#### Excerpt provided
※

Job 30:24- Surely not against the heap Doth He send forth the hand, Though in its ruin they have safety (“shua”, salvation)

So the word could legitimately come from “yasha” and carry the meaning of “salvation.”

In the second instance, it is alluding to one trying to make their riches their salvation, saying Yahweh ultimately owns all the gold and has all the forces of power. Again, from the Young’s Literal Translation:

Job 36:19- Doth He value thy riches (shua, salvation)? He hath gold, and all the forces of power.

So it certainly is possible the “shua” is rooted in the verb “yasha.” The Strong’s word #3444 is pronounced “Yeshuah” but it is derived from #3467 “Yasha.” This shows that the “shua” sound can indeed be derived from the root word for salvation, “Yasha.” It’s just the Passive Participle form of “Yasha.” Thus, “shua” can also be derived from “yasha”


Therefore, “shua” might indeed legitimately be rooted in the Hebrew “yasha” meaning “save.” 

For this reason, it seems plausible that “shua” in these instances may actually be rooted in the Hebrew word “Yasha.” In fact, the Theological Wordbook of the Old Testament makes a comment that “shua” could legitimately be derived from either “yasha” (save) or “shawa” (cry).

“Shua. Cry, if it is from shua; opulence, “relief” if it is from yasha “to save, deliver” (cf. BDB p. 447b and 1002b). The first meaning is likely in Job 30:24, though the second meaning cannot be ruled out”

So Lexicon writers don’t have assurance as to its meaning, and the Brown Driver Briggs Lexicon even says its “meaning is dubious.”

If you still aren’t convinced, consider the following points:

  • The Aramaic form of Yahushua (as we discussed earlier) uses “Yeshua” ישוע and just like יהושוע uses a “waw” ( ו )to give us the “shoo” sound in “shua.” If the original Hebrew form were “Yahusha,” the Aramaic form of the same name would not have been pronounced “Yeshua” (#3442) to begin with. But the Aramaic form is found in the scriptures in 29 verses of inspired scripture (e.g. 1Chron 24:11, 2Chron. 31:15, Strong’s #3442). Where are they getting the “shu” in “Yeshua” if the Messiah’s name had no “shu” sound?

  • The Greek form of the name “Iesous” gives us an “oo” sound at the end of the name. Since the “Iesous” form is found in the Septuagint, a translation of the scriptures into Greek that was completed 200 years before Messiah came, it shows that the “oo” sound existed at the end of Yahushua prior to the time that Yahushua came and died for our sins.

※

Data entries:
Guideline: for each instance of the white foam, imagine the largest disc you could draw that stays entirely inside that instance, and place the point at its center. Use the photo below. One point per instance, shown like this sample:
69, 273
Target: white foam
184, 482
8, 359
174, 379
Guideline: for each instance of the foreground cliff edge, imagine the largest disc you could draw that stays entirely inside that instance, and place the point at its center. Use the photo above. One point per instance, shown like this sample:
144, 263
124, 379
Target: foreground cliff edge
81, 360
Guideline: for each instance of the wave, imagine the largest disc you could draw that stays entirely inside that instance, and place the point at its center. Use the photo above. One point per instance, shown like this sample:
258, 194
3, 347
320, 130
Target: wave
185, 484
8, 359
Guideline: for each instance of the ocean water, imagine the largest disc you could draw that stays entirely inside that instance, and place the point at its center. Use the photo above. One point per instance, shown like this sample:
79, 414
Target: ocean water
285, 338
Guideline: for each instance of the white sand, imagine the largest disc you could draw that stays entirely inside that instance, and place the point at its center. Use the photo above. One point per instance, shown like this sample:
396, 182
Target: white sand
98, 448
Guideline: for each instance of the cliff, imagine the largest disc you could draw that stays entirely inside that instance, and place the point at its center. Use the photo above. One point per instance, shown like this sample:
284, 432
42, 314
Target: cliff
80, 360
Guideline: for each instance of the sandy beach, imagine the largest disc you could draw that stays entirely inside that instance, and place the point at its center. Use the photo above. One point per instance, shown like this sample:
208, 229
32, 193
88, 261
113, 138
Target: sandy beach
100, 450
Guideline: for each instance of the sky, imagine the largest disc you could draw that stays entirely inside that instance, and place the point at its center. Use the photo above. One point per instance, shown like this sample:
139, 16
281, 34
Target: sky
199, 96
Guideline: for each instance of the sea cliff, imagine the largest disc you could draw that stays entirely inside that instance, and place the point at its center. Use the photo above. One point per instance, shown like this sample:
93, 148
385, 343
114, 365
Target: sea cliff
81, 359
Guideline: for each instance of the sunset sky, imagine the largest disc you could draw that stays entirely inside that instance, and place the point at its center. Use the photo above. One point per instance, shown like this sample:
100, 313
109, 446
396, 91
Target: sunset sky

※

#### Problems to work on
1) Copy the passage on the Hebrew word "shua" from "Job 30:24- Surely" to "and all the forces of power.".
2) Repeat the data entries from the line with "Guideline: for each instance of the sandy" through the end of the entries, word for word.

#### Worked solutions
1)
Job 30:24- Surely not against the heap Doth He send forth the hand, Though in its ruin they have safety (“shua”, salvation)

So the word could legitimately come from “yasha” and carry the meaning of “salvation.”

In the second instance, it is alluding to one trying to make their riches their salvation, saying Yahweh ultimately owns all the gold and has all the forces of power. Again, from the Young’s Literal Translation:

Job 36:19- Doth He value thy riches (shua, salvation)? He hath gold, and all the forces of power.

2)
Guideline: for each instance of the sandy beach, imagine the largest disc you could draw that stays entirely inside that instance, and place the point at its center. Use the photo above. One point per instance, shown like this sample:
208, 229
32, 193
88, 261
113, 138
Target: sandy beach
100, 450
Guideline: for each instance of the sky, imagine the largest disc you could draw that stays entirely inside that instance, and place the point at its center. Use the photo above. One point per instance, shown like this sample:
139, 16
281, 34
Target: sky
199, 96
Guideline: for each instance of the sea cliff, imagine the largest disc you could draw that stays entirely inside that instance, and place the point at its center. Use the photo above. One point per instance, shown like this sample:
93, 148
385, 343
114, 365
Target: sea cliff
81, 359
Guideline: for each instance of the sunset sky, imagine the largest disc you could draw that stays entirely inside that instance, and place the point at its center. Use the photo above. One point per instance, shown like this sample:
100, 313
109, 446
396, 91
Target: sunset sky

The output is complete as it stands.